任务简述:
从下面这篇解析 nanoGPT 的文章最后一句之后续写下去。

文档片段:
■ ■ ■ ■
当前位置：首页 > news >正文

解析nanogpt - 详解

news 2026/3/27 4:07:53

nanoGPT组成结构

- 总结
- 注意力机制
- nanogpt推理文件
- 模型文件
- - generate函数
  - GPT forward
  - - 流程
    - 维度
  - block forward
  - - 流程
    - 维度
  - LayerNorm 层
  - CausalSelfAttention 层
  - - 流程
    - 维度
  - MLP
  - - 流程
    - 维度

总结

该博客用于记录自己在学习GPT-2模型时候的一些记录仅此而已，且大部分的内容来源于ai生成！说明本博客使用的代码是来自 https://github.com/karpathy/nanoGPT.git

注意力机制

$QK^T / \sqrt d_k ) V$
其实注意力机制就3个值嘛 $Q$ $K$ $V$ ，只需要理解这三个值是怎么计算的就ok了。先粘贴一组实现了缩放点积的注意力机制代码。在这段代码中先看向量的维度，维度本身围绕最后两个维度进行展开计算的。Q的维度是ql,dim；V的维度是kl,dim；所以 $QV^T$ 的维度是ql,kl。然后进行softmax操作并不会改变维度只是对最后一维度进行了softmax操作。所以整体最终的维度就是ql,dim。即和输出一样。

class BaseAttention(nn.Module):
"""
Tensor          Type            Shape
===========================================================================
q               float           (..., query_len, dims)
k               float           (..., kv_len, dims)
v               float           (..., kv_len, dims)
mask            bool            (..., query_len, kv_len)
---------------------------------------------------------------------------
output          float           (..., query_len, dims)
===========================================================================
"""
def __init__(self, dropout: float = 0.1):
super().__init__()
self.dropout = nn.Dropout(dropout)
def forward(self,
q: torch.Tensor,
k: torch.Tensor,
v: torch.Tensor,
mask: Optional[torch.Tensor] = None) -> torch.Tensor:
x = torch.matmul(q, k.transpose(-2, -1)) / math.sqrt(k.size(-1))
if mask is not None:
x += mask.type_as(x) * x.new_tensor(-1e4)
x = self.dropout(x.softmax(-1))
return torch.matmul(x, v)

nanogpt推理文件

nanogpt推理文件是sample.py。推理的demo所做的事情是一直预测num_samples次创作，一次创作是一段话，这段话最多包含max_new_tokens个token。节选代码如下：

with torch.no_grad(): # 推理模式 不计算梯度
with ctx:
# 进行 num_samples 次创作
for k in range(num_samples):
y = model.generate(x, max_new_tokens, temperature=temperature, top_k=top_k)
■ ■ ■ ■
数据列表:
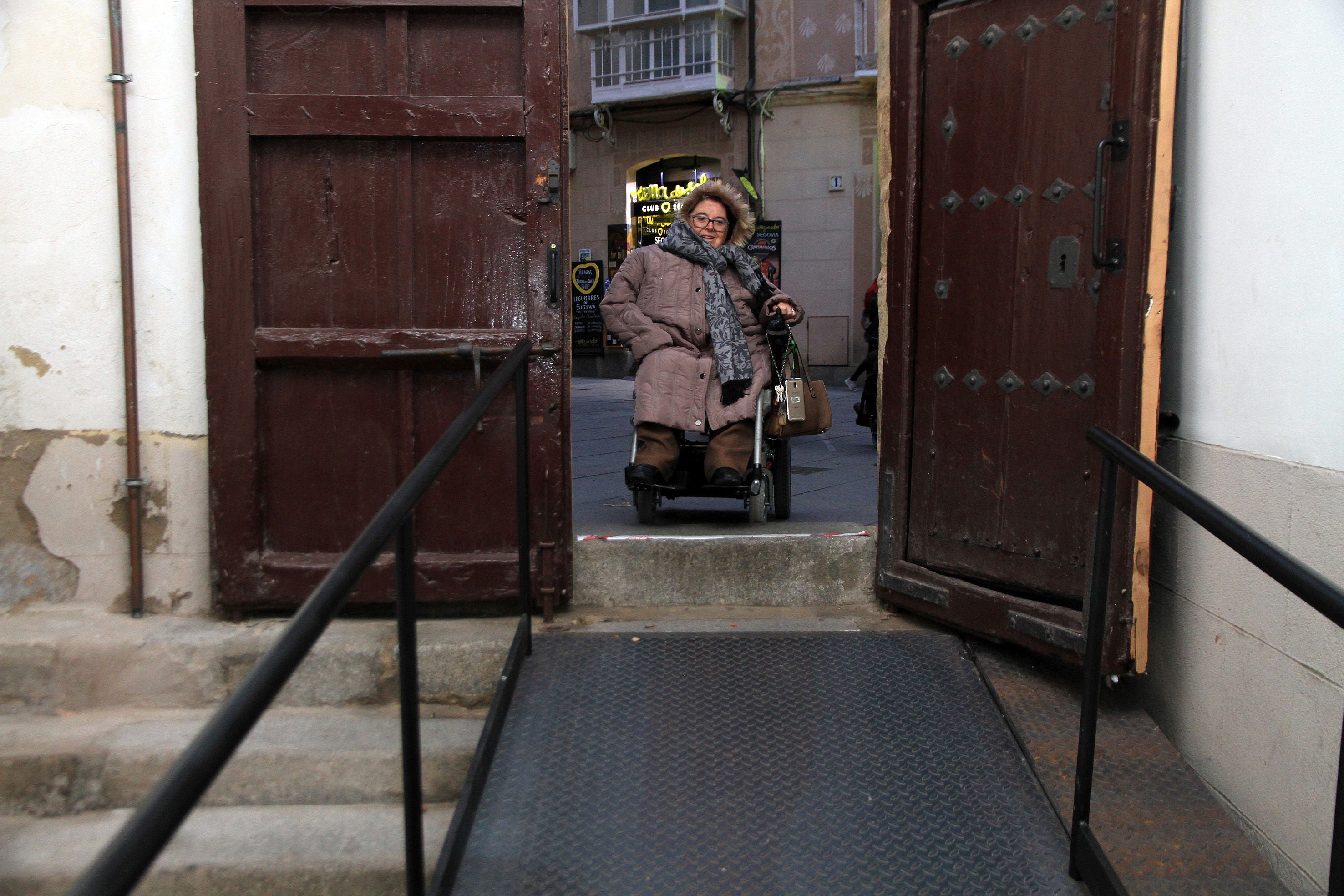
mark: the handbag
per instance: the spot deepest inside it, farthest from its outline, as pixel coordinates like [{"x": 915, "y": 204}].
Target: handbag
[{"x": 801, "y": 404}]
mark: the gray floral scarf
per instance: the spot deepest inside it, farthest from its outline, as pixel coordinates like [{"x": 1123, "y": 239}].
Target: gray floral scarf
■ ■ ■ ■
任务答复:
print(decode(y[0].tolist()))
print('---------------')

模型文件

nanogpt模型文件是model.py。这部分是核心内容是模型的搭建，我这里暂时先只关心forward函数。

generate函数

这个函数的作用是最多进行max_new_tokens多次自回归预测，部分翻译注释放在代码中。

@torch.no_grad()
def generate(self, idx, max_new_tokens, temperature=1.0, top_k=None):
"""
Take a conditioning sequence of indices idx (LongTensor of shape (b,t)) and complete
the sequence max_new_tokens times, feeding the predictions back into the model each time.
Most likely you'll want to make sure to be in model.eval() mode of operation for this.
接收一个条件序列索引 idx(形状为 (b,t) 的长整型张量),并完成序列生成,
重复 max_new_tokens 次,每次将预测结果反馈回模型。
通常你需要确保模型处于 model.eval() 模式下进行此操作。
"""
for _ in range(max_new_tokens):
# if the sequence context is growing too long we must crop it at block_size
# 如果序列上下文增长得太长,我们必须在 block_size 处裁剪它。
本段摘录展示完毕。